[Location labeling records]:
********************

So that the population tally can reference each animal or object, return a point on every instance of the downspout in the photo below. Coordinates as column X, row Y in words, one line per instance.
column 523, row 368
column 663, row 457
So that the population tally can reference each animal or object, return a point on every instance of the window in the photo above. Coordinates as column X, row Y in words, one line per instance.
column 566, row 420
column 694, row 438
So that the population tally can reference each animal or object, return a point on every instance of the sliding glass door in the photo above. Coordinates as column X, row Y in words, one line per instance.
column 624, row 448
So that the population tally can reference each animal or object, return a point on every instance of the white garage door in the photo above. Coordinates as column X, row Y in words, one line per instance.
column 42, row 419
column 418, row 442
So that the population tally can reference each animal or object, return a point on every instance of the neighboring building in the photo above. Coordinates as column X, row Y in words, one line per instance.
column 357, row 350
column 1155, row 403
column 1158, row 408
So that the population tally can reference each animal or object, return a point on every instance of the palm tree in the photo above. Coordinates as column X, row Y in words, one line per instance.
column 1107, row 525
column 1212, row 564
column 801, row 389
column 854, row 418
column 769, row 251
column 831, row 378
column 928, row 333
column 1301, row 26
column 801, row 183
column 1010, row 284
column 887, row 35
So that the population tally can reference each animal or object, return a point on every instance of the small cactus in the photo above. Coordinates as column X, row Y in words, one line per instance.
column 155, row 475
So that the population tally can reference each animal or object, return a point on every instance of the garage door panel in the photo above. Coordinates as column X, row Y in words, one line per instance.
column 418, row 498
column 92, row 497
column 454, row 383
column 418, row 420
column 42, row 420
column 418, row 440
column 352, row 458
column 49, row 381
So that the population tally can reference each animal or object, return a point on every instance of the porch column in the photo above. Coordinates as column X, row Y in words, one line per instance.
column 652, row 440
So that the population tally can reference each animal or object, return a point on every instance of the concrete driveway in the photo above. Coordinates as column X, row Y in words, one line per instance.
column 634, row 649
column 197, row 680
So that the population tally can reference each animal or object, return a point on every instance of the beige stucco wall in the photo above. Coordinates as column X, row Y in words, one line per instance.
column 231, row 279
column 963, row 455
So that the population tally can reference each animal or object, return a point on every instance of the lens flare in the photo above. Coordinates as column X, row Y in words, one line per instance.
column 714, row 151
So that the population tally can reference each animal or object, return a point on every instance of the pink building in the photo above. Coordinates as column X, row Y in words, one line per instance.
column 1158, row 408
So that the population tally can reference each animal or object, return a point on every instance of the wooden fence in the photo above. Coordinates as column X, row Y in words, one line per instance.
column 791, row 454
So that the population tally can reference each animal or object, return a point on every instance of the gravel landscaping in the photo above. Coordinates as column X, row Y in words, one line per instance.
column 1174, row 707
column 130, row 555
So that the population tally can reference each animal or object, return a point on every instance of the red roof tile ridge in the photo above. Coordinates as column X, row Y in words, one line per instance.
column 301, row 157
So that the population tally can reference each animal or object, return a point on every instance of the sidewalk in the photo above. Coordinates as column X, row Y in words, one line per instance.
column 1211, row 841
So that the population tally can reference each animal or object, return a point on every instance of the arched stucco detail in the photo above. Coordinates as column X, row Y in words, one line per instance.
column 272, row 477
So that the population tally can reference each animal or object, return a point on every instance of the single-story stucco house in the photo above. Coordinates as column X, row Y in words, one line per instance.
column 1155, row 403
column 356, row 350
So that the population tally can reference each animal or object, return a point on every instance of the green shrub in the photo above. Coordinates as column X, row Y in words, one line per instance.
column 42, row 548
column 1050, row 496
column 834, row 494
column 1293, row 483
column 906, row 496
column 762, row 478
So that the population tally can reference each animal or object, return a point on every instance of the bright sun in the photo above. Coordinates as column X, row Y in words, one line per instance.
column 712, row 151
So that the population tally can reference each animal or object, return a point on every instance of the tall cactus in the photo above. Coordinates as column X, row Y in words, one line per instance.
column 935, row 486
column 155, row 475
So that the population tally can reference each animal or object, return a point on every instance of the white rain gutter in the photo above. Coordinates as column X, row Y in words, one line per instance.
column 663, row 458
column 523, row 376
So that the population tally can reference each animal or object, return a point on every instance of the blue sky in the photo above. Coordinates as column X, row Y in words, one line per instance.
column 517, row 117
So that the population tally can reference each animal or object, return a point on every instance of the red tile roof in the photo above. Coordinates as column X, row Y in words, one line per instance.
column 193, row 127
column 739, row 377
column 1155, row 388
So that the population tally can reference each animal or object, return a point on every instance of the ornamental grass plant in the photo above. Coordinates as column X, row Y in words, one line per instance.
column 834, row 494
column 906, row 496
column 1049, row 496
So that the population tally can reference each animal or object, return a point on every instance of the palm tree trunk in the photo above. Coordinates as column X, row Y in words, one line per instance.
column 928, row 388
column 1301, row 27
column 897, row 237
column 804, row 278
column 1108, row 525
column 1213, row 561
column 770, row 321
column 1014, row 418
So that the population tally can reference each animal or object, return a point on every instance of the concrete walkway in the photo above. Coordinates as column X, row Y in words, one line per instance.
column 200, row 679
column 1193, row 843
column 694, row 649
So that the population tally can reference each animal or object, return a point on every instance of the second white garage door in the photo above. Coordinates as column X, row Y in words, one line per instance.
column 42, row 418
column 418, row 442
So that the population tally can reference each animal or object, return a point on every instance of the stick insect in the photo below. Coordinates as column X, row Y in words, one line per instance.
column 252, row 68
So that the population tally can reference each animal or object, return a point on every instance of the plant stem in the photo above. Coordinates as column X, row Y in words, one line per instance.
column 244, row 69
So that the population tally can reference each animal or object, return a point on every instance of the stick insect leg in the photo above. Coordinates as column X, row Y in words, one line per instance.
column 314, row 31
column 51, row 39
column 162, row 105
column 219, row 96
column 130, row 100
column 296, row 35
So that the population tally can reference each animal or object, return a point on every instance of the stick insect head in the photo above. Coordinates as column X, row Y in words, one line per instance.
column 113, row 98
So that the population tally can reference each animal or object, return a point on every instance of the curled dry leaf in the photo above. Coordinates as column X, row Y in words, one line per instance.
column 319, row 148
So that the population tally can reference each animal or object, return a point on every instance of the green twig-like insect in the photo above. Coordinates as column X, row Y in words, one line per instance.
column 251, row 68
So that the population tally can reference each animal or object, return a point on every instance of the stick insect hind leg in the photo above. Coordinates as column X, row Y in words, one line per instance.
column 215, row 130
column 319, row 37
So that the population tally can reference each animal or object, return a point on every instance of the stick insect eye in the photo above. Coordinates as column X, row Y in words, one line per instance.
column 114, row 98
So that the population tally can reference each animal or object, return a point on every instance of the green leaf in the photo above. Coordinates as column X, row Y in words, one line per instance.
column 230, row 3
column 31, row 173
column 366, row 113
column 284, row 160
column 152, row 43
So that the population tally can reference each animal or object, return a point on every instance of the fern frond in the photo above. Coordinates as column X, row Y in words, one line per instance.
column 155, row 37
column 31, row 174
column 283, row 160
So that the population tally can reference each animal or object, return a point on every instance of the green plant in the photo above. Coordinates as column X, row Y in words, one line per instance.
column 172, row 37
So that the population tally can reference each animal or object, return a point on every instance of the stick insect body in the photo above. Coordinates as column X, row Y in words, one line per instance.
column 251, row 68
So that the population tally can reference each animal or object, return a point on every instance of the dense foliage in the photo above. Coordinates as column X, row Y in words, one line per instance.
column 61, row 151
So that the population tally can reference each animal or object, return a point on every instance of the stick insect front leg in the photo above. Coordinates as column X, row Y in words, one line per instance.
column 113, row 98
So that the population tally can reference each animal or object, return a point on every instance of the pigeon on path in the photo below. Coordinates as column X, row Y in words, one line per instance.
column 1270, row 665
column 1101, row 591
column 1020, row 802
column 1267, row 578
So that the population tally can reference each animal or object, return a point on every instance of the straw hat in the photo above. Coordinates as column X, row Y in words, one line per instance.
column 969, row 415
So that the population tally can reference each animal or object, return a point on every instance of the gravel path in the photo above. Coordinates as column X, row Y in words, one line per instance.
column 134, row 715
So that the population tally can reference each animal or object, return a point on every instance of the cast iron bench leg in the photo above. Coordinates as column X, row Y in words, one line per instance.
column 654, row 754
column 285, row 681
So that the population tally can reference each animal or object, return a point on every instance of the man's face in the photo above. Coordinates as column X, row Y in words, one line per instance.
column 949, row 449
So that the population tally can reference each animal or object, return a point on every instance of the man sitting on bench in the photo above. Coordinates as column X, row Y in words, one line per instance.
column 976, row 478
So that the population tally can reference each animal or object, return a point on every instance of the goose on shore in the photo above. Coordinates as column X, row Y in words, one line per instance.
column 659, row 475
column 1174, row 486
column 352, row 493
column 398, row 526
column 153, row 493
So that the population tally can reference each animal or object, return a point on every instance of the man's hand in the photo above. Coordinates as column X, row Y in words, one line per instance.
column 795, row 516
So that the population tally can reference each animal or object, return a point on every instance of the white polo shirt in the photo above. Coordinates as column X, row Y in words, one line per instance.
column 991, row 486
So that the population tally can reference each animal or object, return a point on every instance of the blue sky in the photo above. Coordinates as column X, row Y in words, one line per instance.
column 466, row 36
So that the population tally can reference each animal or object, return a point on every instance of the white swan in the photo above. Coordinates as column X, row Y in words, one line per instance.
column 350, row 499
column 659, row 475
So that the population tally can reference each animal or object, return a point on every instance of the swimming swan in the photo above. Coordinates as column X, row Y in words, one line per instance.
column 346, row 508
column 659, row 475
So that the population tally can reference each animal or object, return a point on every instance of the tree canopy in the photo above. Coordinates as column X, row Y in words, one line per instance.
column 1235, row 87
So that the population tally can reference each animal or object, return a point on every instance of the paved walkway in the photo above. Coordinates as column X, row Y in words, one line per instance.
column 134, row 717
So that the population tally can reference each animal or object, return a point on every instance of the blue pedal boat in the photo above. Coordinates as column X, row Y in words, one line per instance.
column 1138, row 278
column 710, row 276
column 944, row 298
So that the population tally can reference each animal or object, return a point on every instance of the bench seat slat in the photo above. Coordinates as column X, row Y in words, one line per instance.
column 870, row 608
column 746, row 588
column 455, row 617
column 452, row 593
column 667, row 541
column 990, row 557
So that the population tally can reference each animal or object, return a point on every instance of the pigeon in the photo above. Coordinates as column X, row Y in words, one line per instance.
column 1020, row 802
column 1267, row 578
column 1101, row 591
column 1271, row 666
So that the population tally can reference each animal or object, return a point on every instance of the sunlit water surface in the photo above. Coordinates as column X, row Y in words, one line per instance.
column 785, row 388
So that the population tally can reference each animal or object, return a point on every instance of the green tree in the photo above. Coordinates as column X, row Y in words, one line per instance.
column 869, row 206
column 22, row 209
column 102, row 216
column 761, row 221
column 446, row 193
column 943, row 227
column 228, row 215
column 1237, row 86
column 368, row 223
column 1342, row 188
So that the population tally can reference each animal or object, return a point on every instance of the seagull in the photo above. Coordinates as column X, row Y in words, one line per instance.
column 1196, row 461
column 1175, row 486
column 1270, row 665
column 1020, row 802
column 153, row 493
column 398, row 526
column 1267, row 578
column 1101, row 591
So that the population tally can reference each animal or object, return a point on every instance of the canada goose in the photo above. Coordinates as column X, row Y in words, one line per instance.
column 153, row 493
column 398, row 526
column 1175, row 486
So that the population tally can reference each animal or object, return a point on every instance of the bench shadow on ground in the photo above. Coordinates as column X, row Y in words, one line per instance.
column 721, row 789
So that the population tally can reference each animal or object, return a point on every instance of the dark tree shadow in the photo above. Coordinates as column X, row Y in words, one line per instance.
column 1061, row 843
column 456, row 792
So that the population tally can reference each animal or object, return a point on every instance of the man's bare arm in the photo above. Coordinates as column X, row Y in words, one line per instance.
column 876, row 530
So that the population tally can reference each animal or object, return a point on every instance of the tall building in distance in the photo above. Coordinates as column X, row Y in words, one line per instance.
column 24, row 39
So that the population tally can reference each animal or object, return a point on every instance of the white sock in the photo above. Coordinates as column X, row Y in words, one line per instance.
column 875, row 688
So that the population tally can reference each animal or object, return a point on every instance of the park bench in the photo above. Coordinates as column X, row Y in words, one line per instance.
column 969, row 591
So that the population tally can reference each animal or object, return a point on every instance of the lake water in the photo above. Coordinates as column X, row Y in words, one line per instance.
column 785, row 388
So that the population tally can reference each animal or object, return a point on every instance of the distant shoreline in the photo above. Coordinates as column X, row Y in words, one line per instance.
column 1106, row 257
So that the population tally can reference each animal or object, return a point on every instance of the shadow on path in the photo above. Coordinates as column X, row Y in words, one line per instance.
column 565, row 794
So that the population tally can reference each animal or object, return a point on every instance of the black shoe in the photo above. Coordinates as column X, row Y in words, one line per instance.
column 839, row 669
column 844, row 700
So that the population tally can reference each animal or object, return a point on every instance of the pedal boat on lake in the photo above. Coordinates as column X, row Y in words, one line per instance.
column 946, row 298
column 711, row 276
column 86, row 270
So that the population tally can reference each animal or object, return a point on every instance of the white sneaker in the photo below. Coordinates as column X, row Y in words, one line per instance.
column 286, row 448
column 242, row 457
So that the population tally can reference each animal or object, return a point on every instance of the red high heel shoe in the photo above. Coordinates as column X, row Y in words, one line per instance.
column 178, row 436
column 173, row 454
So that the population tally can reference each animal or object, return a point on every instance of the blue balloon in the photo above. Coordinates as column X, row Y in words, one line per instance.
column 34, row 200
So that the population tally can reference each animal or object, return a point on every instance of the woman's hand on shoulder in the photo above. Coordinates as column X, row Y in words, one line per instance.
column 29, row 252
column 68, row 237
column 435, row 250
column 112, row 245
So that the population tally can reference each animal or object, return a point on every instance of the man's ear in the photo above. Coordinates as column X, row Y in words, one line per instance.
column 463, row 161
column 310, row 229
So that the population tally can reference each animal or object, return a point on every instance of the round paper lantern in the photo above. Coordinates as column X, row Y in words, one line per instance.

********************

[AIM OF THE TASK]:
Copy out, word for word, everything in the entries above from the line containing "the tall building" down to the line containing "column 565, row 794", with both of those lines included.

[THE COMPLETED TASK]:
So that the population tally can reference each animal or object, return a point on every instance of the tall building in distance in the photo above. Coordinates as column X, row Y in words, one line per instance.
column 24, row 39
So that the population tally can reference each animal or object, return a point on every instance of the white sock in the photo above. Coordinates as column X, row Y in words, one line per instance.
column 875, row 688
So that the population tally can reference each animal or object, return a point on every instance of the park bench in the photo above. Coordinates as column X, row Y in words, one line per instance.
column 969, row 591
So that the population tally can reference each animal or object, return a point on every instance of the lake water in the photo above. Coordinates as column X, row Y in words, one line per instance.
column 785, row 388
So that the population tally can reference each animal or object, return a point on every instance of the distant shoreline in the photo above. Coordinates as column X, row Y in words, one line per instance.
column 1106, row 257
So that the population tally can reference each animal or object, return a point on every instance of the shadow on path in the photo above. Coordinates as column X, row Y in words, one line per instance.
column 565, row 794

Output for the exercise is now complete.